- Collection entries
_ _ _ _ _ _ _

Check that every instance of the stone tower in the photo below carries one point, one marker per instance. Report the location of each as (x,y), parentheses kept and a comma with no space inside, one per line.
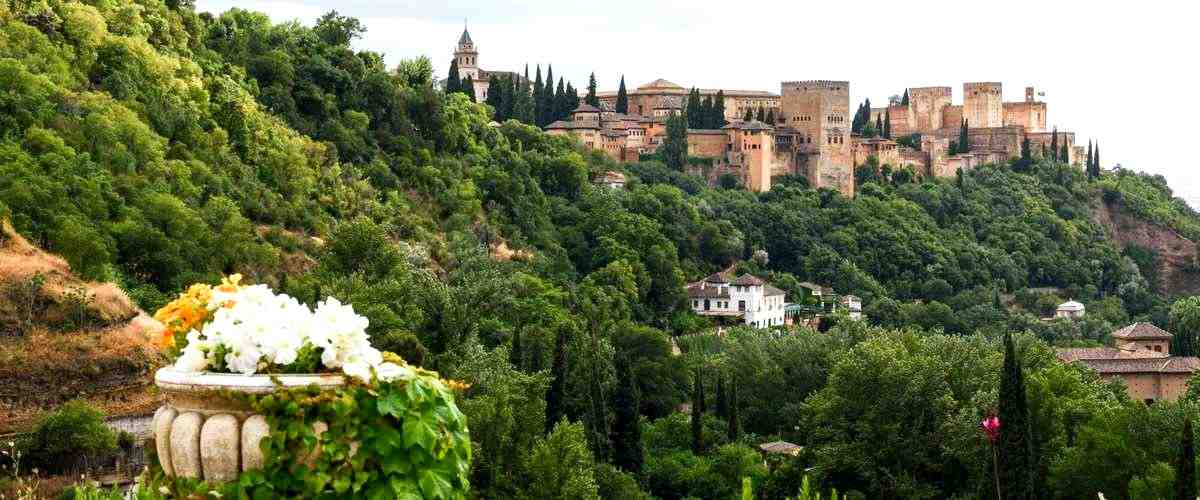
(925,104)
(819,110)
(983,104)
(467,56)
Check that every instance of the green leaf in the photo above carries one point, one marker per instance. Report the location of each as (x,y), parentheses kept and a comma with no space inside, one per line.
(393,404)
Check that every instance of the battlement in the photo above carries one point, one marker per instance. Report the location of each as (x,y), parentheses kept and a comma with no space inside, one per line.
(982,86)
(933,91)
(810,85)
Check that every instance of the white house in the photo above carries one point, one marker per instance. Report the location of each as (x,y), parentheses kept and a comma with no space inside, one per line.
(1069,309)
(747,297)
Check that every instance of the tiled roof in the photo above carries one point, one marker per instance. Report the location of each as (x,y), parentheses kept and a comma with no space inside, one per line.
(748,281)
(699,290)
(573,125)
(1143,331)
(769,291)
(1145,365)
(1090,354)
(781,447)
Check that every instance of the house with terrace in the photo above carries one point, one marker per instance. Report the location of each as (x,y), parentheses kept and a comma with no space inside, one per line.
(745,299)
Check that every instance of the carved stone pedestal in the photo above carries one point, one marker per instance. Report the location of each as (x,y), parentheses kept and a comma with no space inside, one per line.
(203,433)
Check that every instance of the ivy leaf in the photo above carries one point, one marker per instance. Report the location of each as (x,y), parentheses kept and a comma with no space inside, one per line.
(433,486)
(418,432)
(391,404)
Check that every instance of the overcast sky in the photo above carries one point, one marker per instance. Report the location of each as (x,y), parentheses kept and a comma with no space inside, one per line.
(1119,72)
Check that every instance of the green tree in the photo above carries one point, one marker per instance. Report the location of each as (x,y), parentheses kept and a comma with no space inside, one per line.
(719,110)
(453,83)
(468,88)
(627,439)
(735,425)
(964,138)
(555,395)
(1054,145)
(697,414)
(675,146)
(1186,464)
(561,467)
(1017,462)
(1185,324)
(622,97)
(591,98)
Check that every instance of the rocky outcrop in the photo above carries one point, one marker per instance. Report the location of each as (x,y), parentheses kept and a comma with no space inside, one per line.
(1175,255)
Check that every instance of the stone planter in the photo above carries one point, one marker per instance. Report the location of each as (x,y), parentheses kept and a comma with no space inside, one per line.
(201,433)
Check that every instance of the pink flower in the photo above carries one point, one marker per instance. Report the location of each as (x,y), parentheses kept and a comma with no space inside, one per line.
(991,427)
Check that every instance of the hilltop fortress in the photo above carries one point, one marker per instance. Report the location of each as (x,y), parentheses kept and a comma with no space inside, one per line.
(808,131)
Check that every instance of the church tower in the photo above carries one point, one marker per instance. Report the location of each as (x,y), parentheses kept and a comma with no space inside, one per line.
(467,56)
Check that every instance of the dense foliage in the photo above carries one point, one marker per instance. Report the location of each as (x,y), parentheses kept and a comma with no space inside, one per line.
(155,146)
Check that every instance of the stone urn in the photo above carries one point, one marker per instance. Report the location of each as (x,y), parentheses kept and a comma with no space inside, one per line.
(199,432)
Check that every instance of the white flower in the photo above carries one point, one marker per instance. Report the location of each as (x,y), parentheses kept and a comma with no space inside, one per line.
(390,372)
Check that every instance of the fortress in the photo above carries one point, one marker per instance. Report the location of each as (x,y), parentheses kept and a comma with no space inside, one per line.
(809,131)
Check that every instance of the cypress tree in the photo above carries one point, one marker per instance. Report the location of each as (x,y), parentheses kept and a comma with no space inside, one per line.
(723,404)
(622,97)
(453,83)
(468,88)
(719,109)
(735,423)
(549,104)
(592,91)
(693,109)
(1017,464)
(561,106)
(697,415)
(516,355)
(493,96)
(627,433)
(706,113)
(556,392)
(1186,464)
(964,138)
(1054,144)
(537,97)
(1091,174)
(675,145)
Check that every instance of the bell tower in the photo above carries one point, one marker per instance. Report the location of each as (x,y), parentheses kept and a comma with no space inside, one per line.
(466,55)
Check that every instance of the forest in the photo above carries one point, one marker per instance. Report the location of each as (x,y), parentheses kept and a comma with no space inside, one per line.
(154,146)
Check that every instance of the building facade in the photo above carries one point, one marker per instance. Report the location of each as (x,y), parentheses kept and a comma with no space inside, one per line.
(747,299)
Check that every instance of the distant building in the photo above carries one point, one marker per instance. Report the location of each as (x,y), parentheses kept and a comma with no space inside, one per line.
(1141,357)
(748,299)
(611,179)
(467,56)
(852,305)
(1069,309)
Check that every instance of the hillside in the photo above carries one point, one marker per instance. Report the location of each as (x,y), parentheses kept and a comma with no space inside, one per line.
(65,338)
(151,146)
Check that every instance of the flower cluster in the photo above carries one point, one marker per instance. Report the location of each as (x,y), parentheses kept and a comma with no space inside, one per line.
(250,329)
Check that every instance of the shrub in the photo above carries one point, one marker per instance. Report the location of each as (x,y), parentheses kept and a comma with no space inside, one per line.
(72,431)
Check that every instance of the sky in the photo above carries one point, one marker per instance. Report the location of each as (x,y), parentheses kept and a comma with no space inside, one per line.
(1117,72)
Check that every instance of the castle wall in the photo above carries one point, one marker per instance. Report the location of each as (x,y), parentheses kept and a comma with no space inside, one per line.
(820,109)
(925,107)
(983,104)
(952,118)
(1031,115)
(707,144)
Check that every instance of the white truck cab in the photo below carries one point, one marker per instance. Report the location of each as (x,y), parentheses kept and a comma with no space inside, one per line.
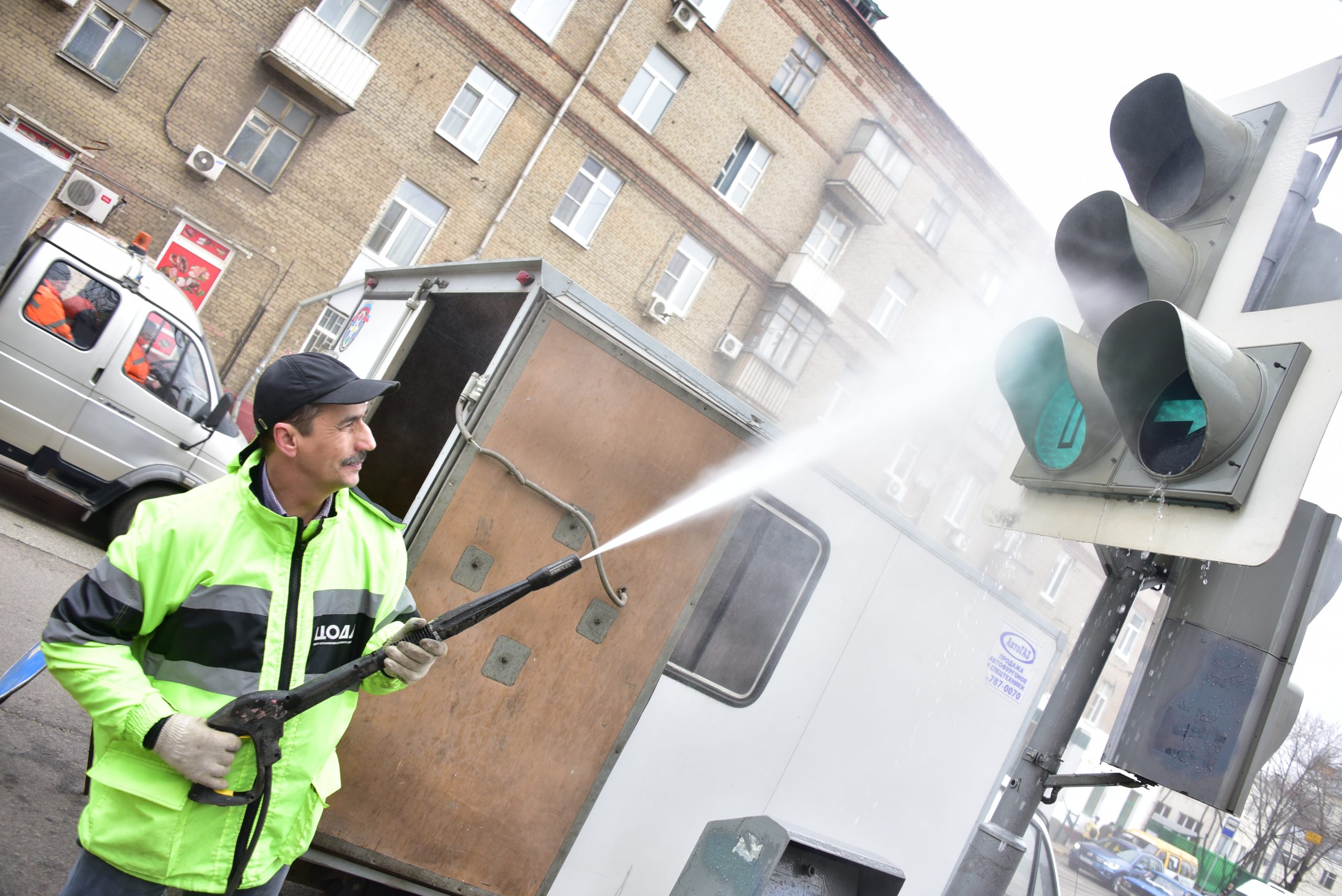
(108,391)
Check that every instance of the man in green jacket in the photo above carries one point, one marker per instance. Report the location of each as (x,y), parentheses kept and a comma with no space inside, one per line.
(272,575)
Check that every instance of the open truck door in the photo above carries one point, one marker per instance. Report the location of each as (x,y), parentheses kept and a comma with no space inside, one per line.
(799,654)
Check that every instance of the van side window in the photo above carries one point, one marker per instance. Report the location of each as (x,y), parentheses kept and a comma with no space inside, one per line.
(71,306)
(767,566)
(168,364)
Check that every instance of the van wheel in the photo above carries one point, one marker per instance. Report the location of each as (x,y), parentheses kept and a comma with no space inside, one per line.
(124,512)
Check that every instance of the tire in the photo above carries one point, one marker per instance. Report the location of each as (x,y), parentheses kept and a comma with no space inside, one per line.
(124,512)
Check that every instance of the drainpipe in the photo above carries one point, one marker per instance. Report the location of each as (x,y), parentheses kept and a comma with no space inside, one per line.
(279,338)
(540,148)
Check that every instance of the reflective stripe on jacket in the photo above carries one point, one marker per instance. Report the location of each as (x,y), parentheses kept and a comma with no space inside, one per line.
(188,611)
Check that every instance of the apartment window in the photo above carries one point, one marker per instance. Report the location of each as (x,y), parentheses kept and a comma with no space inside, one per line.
(269,137)
(742,172)
(890,308)
(785,334)
(684,275)
(404,229)
(111,35)
(888,156)
(166,363)
(587,200)
(799,71)
(1058,576)
(353,19)
(543,16)
(1099,699)
(936,222)
(1130,635)
(751,602)
(827,238)
(325,332)
(651,90)
(957,514)
(477,113)
(900,470)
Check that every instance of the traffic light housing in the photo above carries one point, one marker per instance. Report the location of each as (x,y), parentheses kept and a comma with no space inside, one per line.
(1212,697)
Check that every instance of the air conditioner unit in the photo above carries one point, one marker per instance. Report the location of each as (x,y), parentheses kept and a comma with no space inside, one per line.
(685,15)
(89,196)
(204,163)
(658,310)
(728,347)
(897,490)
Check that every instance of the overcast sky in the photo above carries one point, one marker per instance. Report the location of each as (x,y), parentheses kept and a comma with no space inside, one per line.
(1034,85)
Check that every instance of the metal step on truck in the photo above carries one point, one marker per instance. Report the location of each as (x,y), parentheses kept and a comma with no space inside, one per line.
(794,693)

_ _ _ _ _ _ _

- Objective
Write out the material above once more, exactly as it reads, with no pictures.

- Full answer
Check that every instance of the stone tower in the photo below carries one point, one marker per instance. Report the location of each as (x,y), parentheses kept and a comma with no space inside, one per line.
(925,104)
(819,110)
(983,104)
(467,56)
Check that every instance of the green leaf in the photo above carries one point, one marker per instance. Report the location of each as (x,y), parentheses kept and a comma with no space inside, one per line.
(393,404)
Check that every instance of the battlement in the photo above carries one point, one marker per instance. Report the location of each as (x,y), parentheses kept and a comma with no space inside, one per line.
(982,86)
(933,91)
(810,85)
Check that every instance of the white house in the photo above carries one point, one marker per instance. Report the location of each as (x,y), parentheses kept and a comma with no space inside, one per line.
(1069,309)
(747,297)
Check that every instance of the tiled roof in the photo above carries one point, one marker per instance. Report the location of each as (x,y), parentheses kept and a comma with no space inside, one per line.
(748,281)
(699,290)
(573,125)
(1143,331)
(769,291)
(1145,365)
(1090,354)
(781,447)
Check that every instance of the house with terrace in the photo above carries one point, one marker per instance. Report the location of each as (x,y), parentheses kept and a comma with no space inside, one per line.
(745,299)
Check that every instance of the carved stone pedestal in the photo above carries one point, one marker per instance. Report the location of each as (x,y), parentheses kept and a comma with no space inside, one per line.
(203,433)
Check that every instance of the ivy leaf in the photo above carries one point, one marker per instance. Report the location of each as (x,y), parentheses kept and a comma with no space inside, one per line.
(433,486)
(418,432)
(391,404)
Check that every instance of the overcast sky in the photo above carries one point, one marker per instance. Report the location of each as (x,y), parentheses kept and a comma with no space inside, one per line.
(1119,72)
Check that every instance of the green tree in the photo above carries one point, one marker per instance. Report the location of each as (x,y), parentheses kept and a comma with no space inside, one per line.
(719,110)
(453,83)
(468,88)
(627,439)
(735,425)
(964,138)
(555,395)
(1054,145)
(697,414)
(675,146)
(1186,464)
(561,467)
(1017,462)
(1185,324)
(622,97)
(591,98)
Check that every instance of the rocky outcrop in the photo above carries one point, one marker per instance. Report the location of each as (x,y), parentheses kept and a comma with no space inside, one per line.
(1175,255)
Check that every instance of the stone planter in the photo above carries one point, one marker per instance. Report the location of each as (x,y), parentheses kept and a comma with no space inside, one per line.
(201,433)
Check that every instance of the pink flower in the photo above carries one point, one marker per instance. Report the location of each as (x,y), parentheses kept and a comma with no space inside, one per line.
(991,427)
Check that every instance of the hilltop fortress in the photo above carries one point, one marker per instance. Report the location of each as (x,y), parentheses kept and a comma with no space inside, one per line.
(808,131)
Check that every instance of the church tower in the photo above carries one point, one marker per instance. Report the location of each as (x,y), parentheses kept and a comma with no space inside, one per line.
(467,56)
Check that every instance of the dense foliage in the photo above carries one point, one marker per instance. Report the location of each as (x,y), parentheses kept and a comma with no space inside, one per line.
(155,146)
Check that every instance of the stone urn in the photo above carries one point, one marker per instance. Report the location of each as (x,y), parentheses kept and a comma with no space inside, one per line.
(199,432)
Check that every instance of the white flower in the photo above carries one point, one marker per instance. Report the location of each as (x,y), parentheses kept and a comma with no space inside, one per line.
(390,372)
Check that every instance of the fortress in the photo above carries one point, one marker per instance. Report the location of each as (x,y), parentheses kept and a comma with no space inside, one per line.
(809,131)
Check that every instance of the cypress tree in the photo above carries one point, one marker per instance. Report the location of each as (x,y), parentheses kept and a comma with no space inside, one per line.
(723,404)
(622,97)
(453,83)
(468,88)
(719,109)
(735,423)
(549,104)
(592,91)
(693,109)
(1017,464)
(561,106)
(697,415)
(516,355)
(493,96)
(627,433)
(706,113)
(556,392)
(1186,464)
(964,138)
(1054,144)
(537,97)
(1091,174)
(675,145)
Check that every instance of the bell tower in the photo above carries one point, one marker per instance. Report the location of each as (x,y), parentheses kept and a comma with no space inside, one per line.
(466,55)
Check that every instance of the forest in the photo above carries one point, one marker per instance. Report the location of each as (x,y), parentheses kept and a comma with no space inside, one per line.
(154,146)
Check that every instance of the building facade in the photo above carries one point, one marker per instance. Report the location of each as (x,y), parentheses kept and a comma with no space inside, one per line.
(747,299)
Check that every instance of the distant building in the photo above carries one point, one marker per instance. Report the location of each as (x,y), parentheses kept and a comma with no space inside, one per line.
(1141,357)
(748,299)
(611,179)
(467,56)
(852,305)
(1069,309)
Check that every instance of the hillside in the photo above carries one point, one marker per instance. Report the location of each as (x,y), parentheses kept and a comma with no space inside, one per line.
(65,338)
(151,146)
Check that every instance of the flower cluster in the photo above carries one point, one marker per instance. Report the location of each as (x,y), parentheses kept and a comma with no space inside, one per line.
(250,329)
Check that every instance of the shrub in the photo above carries one point, one marker per instance. Report the location of each as (x,y), parentheses kept and a comma with no space inside, one per line.
(72,431)
Check that every instance of the sky in the photo above carries one point, one marker per instance. Report the location of each as (x,y), parentheses kept and a comma with no space inside, one per line.
(1117,72)
Check that every instance of the castle wall in the photo above carries one point, one marker per instance. Report the location of each as (x,y), parentheses kept and a comma with no space inside, one per line.
(820,109)
(925,107)
(983,104)
(952,118)
(1031,115)
(707,144)
Check that every instance of the white truck cab in the photo below carries one point, one marker per instance. Report the location of each as (x,y), parentheses kept and a comma with no space inside, one per line.
(108,391)
Check that every instance of the man in green jacket in the photo above carries one point, one marker per instance. Report the location of each as (x,y), parentheses kept and a comma with no space inside, one per line.
(272,575)
Check that every instance of the open truck door in the photo above carries one point, one marker per instance. Report the location of each as (x,y), parentheses kept and a comma with no space inside, one per line.
(799,654)
Check that every instance of the van side window in the photo above carries one point, one marker per instance. Report the location of each as (x,y), parentheses kept and a comma with no space inside, one per line.
(71,306)
(767,566)
(168,364)
Check that every instance of the van wheel in the photo above carries one point, one marker per instance. Report the location of each as (x,y), parentheses kept and a comma with no space inside, one per line.
(124,512)
Check that every instance of the tire in the photo above carries one point, one marker per instance. Report the location of each as (x,y), parentheses kept and a comma with no space inside, one per line.
(124,512)
Check that every instance of the drainpipe in the photo above carries one point, one marker per instance. Report the location of each as (x,y), parentheses kept and a comma with no space inside, one per line.
(279,338)
(540,148)
Check that every instance of the reflective stripe on jacket in the photo above carries one point, one marker per instance. Report the location of each as (x,y), parentheses kept and a comma with no space inside, one per line.
(188,611)
Check that every instance of the apartment window in the photo above carries one point, one marker per instance. Report the location of each as (x,y), parentheses kept and a comma with no space inside, one per line.
(269,137)
(742,172)
(890,308)
(785,334)
(684,275)
(404,229)
(111,35)
(888,156)
(166,363)
(587,200)
(799,71)
(1058,576)
(353,19)
(543,16)
(1099,699)
(936,222)
(1130,635)
(751,602)
(827,238)
(325,332)
(651,90)
(957,514)
(477,113)
(900,470)
Check that every instance of the traffic light housing in the photo above carries one point, one marker per instance. Report the location of each as (x,y), parentheses kept and a comma with no space inside, one per line.
(1212,697)
Check that every instance of the air conditioner unit in the photo above carries one point, one marker per instance. Report the location of each as (x,y), parentheses kept and a comma with no space inside, one per line.
(685,15)
(89,196)
(204,163)
(658,310)
(728,347)
(897,490)
Check that every instance of the overcast sky in the photo above carries one point, one marker per instance. Report the location of each as (x,y), parentheses kept and a comma with no space inside, one per line.
(1034,85)
Check that every instance of the metal step on truck in the photo above carries one point, one marker per instance. Report the location of each as (x,y), parentheses kept and a comma with no space inside, one per line.
(794,693)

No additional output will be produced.